» KUTIPAN PILIHAN
KOMPAS.com - Banjir dan longsor di Aceh sejak Selasa (18/11/2025) dinilai menjadi peringatan tentang kondisi lingkungan yang semakin rapuh. Wahana Lingkungan Hidup (WALHI) Aceh mendorong pemerintah untuk melakukan restorasi ekologis dan pemulihan alam pasca-bencana.
Bencana ini juga dinilai bukan sekadar fenomena alam, tapi bencana ekologis yang muncul akibat kerusakan ruang hidup yang sudah berlangsung lama.
Baca juga:
"Restorasi ekologis dan pemulihan alam harus segera dilakukan pemerintah," kata Direktur WALHI Aceh, Ahmad Shalihin, dilansir dari Antara, Senin (1/12/2025).
Sebagai informasi, dilaporkan Kompas.com, Senin (1/12/2025), banjir dan longsor di Aceh menyebabkan 156 meninggal dunia dan 1.838 orang mengalami luka-luka.
Dari korban luka-luka tersebut, ada 1.435 orang mengalami luka ringan dan 403 orang mengalami luka berat. Kemudian, ada 181 orang masih dinyatakan hilang.
Menurut Shalihin, bencana kali ini menunjukkan bahwa alam sudah tidak mampu menanggung kerusakan yang dipaksakan manusia.
Masalah ini, lanjut dia, bukan hanya soal hujan deras. Bencana ini lahir dari tata kelola lingkungan yang abai dan permisif terhadap investasi ekstraktif.

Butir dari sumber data

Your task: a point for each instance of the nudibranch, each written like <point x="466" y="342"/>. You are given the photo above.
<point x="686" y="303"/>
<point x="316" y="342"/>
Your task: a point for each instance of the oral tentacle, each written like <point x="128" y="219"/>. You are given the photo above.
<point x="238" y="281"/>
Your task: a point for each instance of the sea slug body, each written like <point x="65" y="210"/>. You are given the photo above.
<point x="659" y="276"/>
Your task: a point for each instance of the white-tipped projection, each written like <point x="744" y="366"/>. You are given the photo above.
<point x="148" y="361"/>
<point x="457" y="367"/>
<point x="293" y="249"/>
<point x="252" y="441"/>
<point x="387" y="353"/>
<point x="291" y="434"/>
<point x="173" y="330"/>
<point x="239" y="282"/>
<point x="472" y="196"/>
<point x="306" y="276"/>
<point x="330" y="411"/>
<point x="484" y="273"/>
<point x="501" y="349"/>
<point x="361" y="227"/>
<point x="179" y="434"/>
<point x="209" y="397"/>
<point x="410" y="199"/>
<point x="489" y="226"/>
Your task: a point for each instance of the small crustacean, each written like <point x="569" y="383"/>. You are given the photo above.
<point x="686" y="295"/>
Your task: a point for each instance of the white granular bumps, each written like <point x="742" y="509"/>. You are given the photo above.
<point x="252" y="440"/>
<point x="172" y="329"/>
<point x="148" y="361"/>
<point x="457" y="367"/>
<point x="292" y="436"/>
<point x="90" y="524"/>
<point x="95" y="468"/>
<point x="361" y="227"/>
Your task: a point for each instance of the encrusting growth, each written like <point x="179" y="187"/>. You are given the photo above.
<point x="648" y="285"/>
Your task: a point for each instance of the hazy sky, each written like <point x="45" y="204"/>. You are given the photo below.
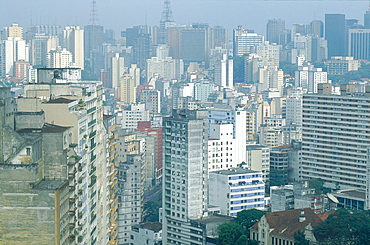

» YANG HARUS DIKERJAKAN
Perbarui seluruh bagian artikel banjir Aceh mulai dari "Dari korban luka-luka" hingga "yang dipaksakan manusia.", dengan mengganti "luka berat" menjadi "luka parah". Kerjakan hanya berdasarkan artikel banjir Aceh.

» JAWABAN
Dari korban luka-luka tersebut, ada 1.435 orang mengalami luka ringan dan 403 orang mengalami luka parah. Kemudian, ada 181 orang masih dinyatakan hilang.
Menurut Shalihin, bencana kali ini menunjukkan bahwa alam sudah tidak mampu menanggung kerusakan yang dipaksakan manusia.